Object location annotation data
○ ○ ○
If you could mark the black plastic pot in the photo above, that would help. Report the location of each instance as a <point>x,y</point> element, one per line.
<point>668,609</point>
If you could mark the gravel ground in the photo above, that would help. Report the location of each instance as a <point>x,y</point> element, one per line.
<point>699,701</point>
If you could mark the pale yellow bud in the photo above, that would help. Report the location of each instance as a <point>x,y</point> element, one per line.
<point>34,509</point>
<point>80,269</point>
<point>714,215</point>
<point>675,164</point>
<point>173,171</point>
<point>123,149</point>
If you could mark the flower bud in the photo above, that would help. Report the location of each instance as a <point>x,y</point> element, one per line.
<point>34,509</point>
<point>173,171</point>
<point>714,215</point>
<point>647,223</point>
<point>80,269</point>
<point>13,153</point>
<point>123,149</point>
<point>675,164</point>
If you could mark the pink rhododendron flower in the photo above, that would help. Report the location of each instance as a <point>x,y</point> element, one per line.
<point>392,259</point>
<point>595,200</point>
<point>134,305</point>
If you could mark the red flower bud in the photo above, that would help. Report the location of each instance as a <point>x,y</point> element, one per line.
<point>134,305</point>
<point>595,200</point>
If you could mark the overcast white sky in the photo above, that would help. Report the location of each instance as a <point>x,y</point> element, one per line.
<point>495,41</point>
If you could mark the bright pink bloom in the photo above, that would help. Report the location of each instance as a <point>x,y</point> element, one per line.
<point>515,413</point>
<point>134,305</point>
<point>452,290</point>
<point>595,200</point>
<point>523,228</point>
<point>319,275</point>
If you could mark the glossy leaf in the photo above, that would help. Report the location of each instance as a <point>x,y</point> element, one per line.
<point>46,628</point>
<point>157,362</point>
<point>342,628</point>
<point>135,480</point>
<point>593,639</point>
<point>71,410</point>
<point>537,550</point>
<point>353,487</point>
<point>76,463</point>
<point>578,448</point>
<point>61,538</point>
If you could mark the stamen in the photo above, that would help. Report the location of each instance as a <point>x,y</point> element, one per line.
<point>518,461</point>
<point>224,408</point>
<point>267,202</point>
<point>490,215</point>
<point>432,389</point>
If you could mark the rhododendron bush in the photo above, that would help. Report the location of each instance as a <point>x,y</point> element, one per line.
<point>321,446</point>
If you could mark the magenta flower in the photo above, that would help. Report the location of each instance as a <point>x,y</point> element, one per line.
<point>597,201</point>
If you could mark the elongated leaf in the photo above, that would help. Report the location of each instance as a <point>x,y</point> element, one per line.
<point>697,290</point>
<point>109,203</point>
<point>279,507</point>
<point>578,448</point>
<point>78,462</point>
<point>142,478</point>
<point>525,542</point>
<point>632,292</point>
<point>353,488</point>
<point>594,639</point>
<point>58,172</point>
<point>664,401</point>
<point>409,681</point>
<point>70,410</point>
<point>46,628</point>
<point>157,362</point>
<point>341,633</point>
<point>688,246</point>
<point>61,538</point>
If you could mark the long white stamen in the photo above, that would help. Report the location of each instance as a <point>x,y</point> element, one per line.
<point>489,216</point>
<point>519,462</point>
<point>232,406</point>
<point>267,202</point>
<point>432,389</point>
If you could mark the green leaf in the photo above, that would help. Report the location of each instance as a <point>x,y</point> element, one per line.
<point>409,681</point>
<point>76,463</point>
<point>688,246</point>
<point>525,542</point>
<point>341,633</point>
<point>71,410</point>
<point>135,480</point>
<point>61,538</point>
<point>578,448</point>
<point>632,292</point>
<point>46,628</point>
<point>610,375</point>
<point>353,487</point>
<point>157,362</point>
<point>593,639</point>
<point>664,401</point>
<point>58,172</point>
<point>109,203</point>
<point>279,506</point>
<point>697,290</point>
○ ○ ○
Set problem —
Copy the data above word for word, from start to finish.

Correct output —
If you could mark the black plastic pot in the photo above, that would help. Report the location of each instance as a <point>x,y</point> element, one per line.
<point>668,609</point>
If you could mark the gravel ground in the photo above, that would help. Report the location of each instance as a <point>x,y</point> element, one per line.
<point>699,701</point>
If you could mark the pale yellow bud in the photo above, that would help. Report the location of each instance as a <point>x,y</point> element, one per line.
<point>34,509</point>
<point>80,269</point>
<point>714,215</point>
<point>675,164</point>
<point>173,171</point>
<point>123,149</point>
If you could mark the flower bud in the photo above, that would help. Report the location of each instance as a <point>x,y</point> element, one per line.
<point>34,509</point>
<point>173,171</point>
<point>714,215</point>
<point>647,223</point>
<point>80,269</point>
<point>13,153</point>
<point>123,149</point>
<point>675,164</point>
If you could mark the pink rhododendron flower in the photo above, that would help. Report the location of each instance as a <point>x,y</point> element, one per line.
<point>392,259</point>
<point>595,200</point>
<point>134,305</point>
If you could mark the red flower bud in the photo above, that would help. Report the location of each instance as a <point>x,y</point> element, one per line.
<point>134,305</point>
<point>595,200</point>
If you could mark the overcast white sky in the photo above, that would help. Report the location of each instance as a <point>x,y</point> element, one per line.
<point>495,41</point>
If you could mark the bright pink bloom in the photo above, that would help. Report the location of each instance as a <point>x,y</point> element, one per line.
<point>515,413</point>
<point>134,305</point>
<point>452,290</point>
<point>595,200</point>
<point>523,228</point>
<point>319,275</point>
If you could mark the glossy leaf in the photo above, that would help. Report the location of each instance as a <point>x,y</point> element, one per line.
<point>46,628</point>
<point>157,362</point>
<point>342,628</point>
<point>135,480</point>
<point>593,639</point>
<point>71,410</point>
<point>537,550</point>
<point>353,487</point>
<point>76,463</point>
<point>578,448</point>
<point>61,538</point>
If you could mark the stamen in the photo above, that would help. Report the location of each instance as a <point>x,y</point> element, one per line.
<point>518,461</point>
<point>224,408</point>
<point>267,202</point>
<point>490,215</point>
<point>432,389</point>
If you could mark the rhododendron bush in the photo above, that would help. Report the location of each instance as a <point>x,y</point> element, one per line.
<point>321,446</point>
If you could mark the magenta flower in the photo above, that would help. Report the location of each instance as a <point>x,y</point> element, one per line.
<point>597,201</point>
If you could mark the elongated leaf in the photo above, that would help. Report the location of each instance as a <point>x,y</point> element, one per line.
<point>697,290</point>
<point>109,203</point>
<point>279,507</point>
<point>578,448</point>
<point>78,462</point>
<point>142,478</point>
<point>525,542</point>
<point>632,292</point>
<point>353,488</point>
<point>594,639</point>
<point>58,172</point>
<point>664,401</point>
<point>409,681</point>
<point>70,410</point>
<point>46,628</point>
<point>157,362</point>
<point>341,633</point>
<point>688,246</point>
<point>61,538</point>
If you could mark the long white stamen in the photo above, that would help. Report the location of each instance as a <point>x,y</point> element, one per line.
<point>489,216</point>
<point>519,462</point>
<point>232,406</point>
<point>267,202</point>
<point>432,389</point>
If you could mark the green leaf in the photo above, that would help. Report the location of each instance as a <point>x,y</point> element, one per line.
<point>409,681</point>
<point>76,463</point>
<point>688,246</point>
<point>525,542</point>
<point>341,633</point>
<point>71,410</point>
<point>135,480</point>
<point>61,538</point>
<point>578,448</point>
<point>632,292</point>
<point>46,628</point>
<point>610,375</point>
<point>353,487</point>
<point>157,362</point>
<point>593,639</point>
<point>664,401</point>
<point>58,172</point>
<point>109,203</point>
<point>279,506</point>
<point>697,290</point>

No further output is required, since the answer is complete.